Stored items
▬▬▬

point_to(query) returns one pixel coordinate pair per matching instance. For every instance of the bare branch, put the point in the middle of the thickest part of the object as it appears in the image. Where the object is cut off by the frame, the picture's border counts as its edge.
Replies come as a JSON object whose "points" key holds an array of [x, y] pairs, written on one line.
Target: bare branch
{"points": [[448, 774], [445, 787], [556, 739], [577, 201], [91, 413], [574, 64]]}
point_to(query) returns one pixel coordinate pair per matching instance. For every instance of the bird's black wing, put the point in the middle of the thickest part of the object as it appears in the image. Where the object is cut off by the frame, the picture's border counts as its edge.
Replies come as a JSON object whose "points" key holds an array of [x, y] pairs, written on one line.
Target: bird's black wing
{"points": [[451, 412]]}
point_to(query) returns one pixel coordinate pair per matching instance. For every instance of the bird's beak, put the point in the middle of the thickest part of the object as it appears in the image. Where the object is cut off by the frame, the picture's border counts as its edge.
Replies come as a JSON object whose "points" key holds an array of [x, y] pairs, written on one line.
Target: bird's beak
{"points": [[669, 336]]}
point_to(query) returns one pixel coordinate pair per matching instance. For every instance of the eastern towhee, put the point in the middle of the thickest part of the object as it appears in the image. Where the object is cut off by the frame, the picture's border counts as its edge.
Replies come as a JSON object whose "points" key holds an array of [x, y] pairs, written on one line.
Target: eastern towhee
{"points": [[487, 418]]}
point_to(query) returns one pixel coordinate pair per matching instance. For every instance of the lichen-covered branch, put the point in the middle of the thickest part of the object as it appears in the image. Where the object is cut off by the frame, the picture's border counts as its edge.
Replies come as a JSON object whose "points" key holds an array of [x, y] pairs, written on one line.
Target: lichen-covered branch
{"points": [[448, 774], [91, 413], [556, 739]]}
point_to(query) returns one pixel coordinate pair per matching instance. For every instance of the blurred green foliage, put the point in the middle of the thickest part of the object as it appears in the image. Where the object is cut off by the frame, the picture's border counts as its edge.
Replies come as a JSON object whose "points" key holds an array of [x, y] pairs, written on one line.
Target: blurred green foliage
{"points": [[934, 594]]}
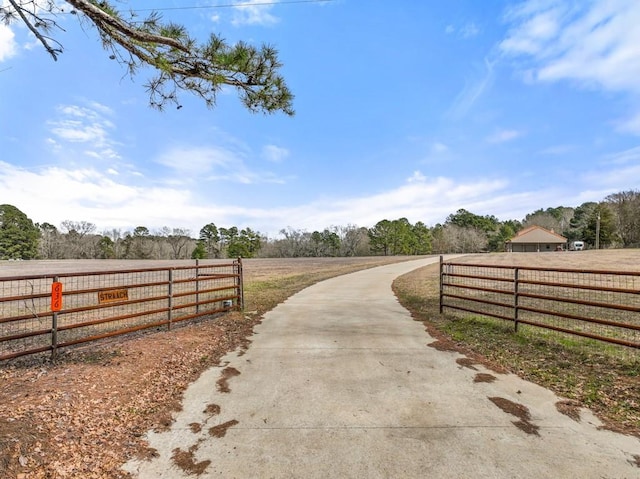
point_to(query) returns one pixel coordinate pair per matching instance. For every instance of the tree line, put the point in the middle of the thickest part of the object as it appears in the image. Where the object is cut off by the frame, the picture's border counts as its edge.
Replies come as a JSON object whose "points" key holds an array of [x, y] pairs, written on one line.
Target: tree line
{"points": [[611, 223]]}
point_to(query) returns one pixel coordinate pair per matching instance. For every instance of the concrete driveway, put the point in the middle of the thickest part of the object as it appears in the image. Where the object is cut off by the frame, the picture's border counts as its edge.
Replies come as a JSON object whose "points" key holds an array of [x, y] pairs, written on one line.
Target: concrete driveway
{"points": [[341, 382]]}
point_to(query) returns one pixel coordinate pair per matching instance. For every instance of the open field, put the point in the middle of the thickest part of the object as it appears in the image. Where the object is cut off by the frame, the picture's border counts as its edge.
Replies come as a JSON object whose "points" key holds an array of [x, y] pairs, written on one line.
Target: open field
{"points": [[85, 415]]}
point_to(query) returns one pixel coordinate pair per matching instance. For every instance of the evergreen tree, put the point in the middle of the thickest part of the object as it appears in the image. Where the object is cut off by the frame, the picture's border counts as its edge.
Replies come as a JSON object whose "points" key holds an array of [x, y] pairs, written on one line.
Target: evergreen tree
{"points": [[18, 235]]}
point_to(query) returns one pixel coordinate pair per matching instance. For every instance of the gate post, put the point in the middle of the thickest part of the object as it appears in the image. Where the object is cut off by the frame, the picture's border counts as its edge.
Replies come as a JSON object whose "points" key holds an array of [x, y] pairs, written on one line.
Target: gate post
{"points": [[516, 287], [240, 284], [441, 280], [54, 326], [197, 286], [170, 299]]}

▬▬▬

Aim of the exercise ▸ Reproduce the entire listing above word for word, leaving out the pictures.

The reply ▸
point_to(query) returns one pixel coordinate pair per matching instance. For every instance of the bare branch, put the point in the middle of the thickest part of the object as it appears in the image. Where the object is cut off by the frame, the picture's border counts as its edge.
Replies come as a JSON object whose "points" key holds an array of [x, y] pairs, written on one line.
Target: bare branch
{"points": [[448, 774], [445, 787], [556, 739], [577, 201], [91, 413], [574, 64]]}
point_to(query) returns one pixel coordinate pair per matching instance. For every instance of the bird's black wing, put the point in the middle of the thickest part of the object as it appears in the image. Where the object is cut off by the frame, the picture's border counts as its edge.
Replies come as a JSON object whose "points" key holds an array of [x, y] pairs, written on one line.
Target: bird's black wing
{"points": [[451, 412]]}
point_to(query) returns one pixel coordinate pair per matching instance. For every instance of the bird's beak, put the point in the middle of the thickest part of the object as it appears in the image. Where the object is cut off by the frame, the picture's border counts as its edge.
Replies come as a JSON object whose "points" key holds an array of [x, y] pairs, written on one line.
Target: bird's beak
{"points": [[669, 336]]}
point_to(query) returns one pixel coordinate pair per matching instance. For every instance of the eastern towhee, put the point in the middle of the thickest part of the object as it appears in the image. Where the object is cut off by the frame, the picture's border counts as its edge.
Replies come as a JSON object whose "points" key holds an array of [x, y] pairs, written on one line.
Target: eastern towhee
{"points": [[487, 418]]}
point_to(query) returns one pixel coordinate pair per matching instance. For every instance of the lichen-covered branch, put the point in the middle of the thickest part of the object as it appears in the image. Where the object is cut off by the frame, the picture's border counts as its edge.
Replies come as a JSON object whose "points" key holds an array of [x, y] pairs, written on one line.
Target: lichen-covered branch
{"points": [[448, 774], [91, 413], [556, 739]]}
point_to(query) returns one pixel coordinate pair per matching instance. For every instance of the blurred green foliage, put the point in the middle of the thickest part of the object as it appears in the image. Where the object is cut off by the frame, the picture's border counts as its edge.
Replies come as a JSON object whose "points" key holds an array of [x, y] pairs, written on one line.
Target: blurred green foliage
{"points": [[934, 594]]}
point_to(query) returns one pixel coordinate pair per matching instance. For every instance of the tree line, put the point in the middle of the thickest part of the object as it appears in the image. Where the object is cut off by the frame, the picture's border counts as its edge.
Replies come as a JSON object whose "points" key holds an array of [x, y] pairs, written on one line.
Target: tree line
{"points": [[611, 223]]}
point_to(query) returns one pixel coordinate pair per matching instance. For every instance of the concrete driveway, put the point in the middle of the thickest part of the object as it appears in the image. Where the object is cut off by the frame, the picture's border counts as its edge.
Replies come as a JSON object whose "points" key holds an array of [x, y] pairs, written on one line.
Target: concrete driveway
{"points": [[341, 382]]}
point_to(query) returns one pixel coordinate pair per matching instance. For every instance of the open field, put the point in the middle of the thickest part of the object as it appears in the image. Where the object is cut off by the frame, the picture's border counts as its edge.
Replies come as a JSON object whose "points" key holds an array of [x, y] pairs, written on one line.
Target: open field
{"points": [[85, 415]]}
point_to(query) returns one pixel coordinate pair per matching instance. For every instance of the evergreen tree, put the point in the middle of the thickest part of the object as it appears in the image. Where the object is cut off by the frame, the picture's border counts as its edge.
Replies come as a JSON object whose "points" key holds an array of [x, y] pairs, written on one line.
Target: evergreen tree
{"points": [[18, 235]]}
point_to(query) returns one pixel coordinate pair per matching instance. For every instance of the gate post, put the point in the middle of the thickest part of the object as it appears in the image. Where the object is cut off by the frame, the picture's border counts as its edge.
Replies come as a JSON object whose "points" key holds an array of [x, y] pairs, written on one line.
Target: gate post
{"points": [[516, 287], [240, 284], [441, 280], [54, 326], [197, 286], [170, 299]]}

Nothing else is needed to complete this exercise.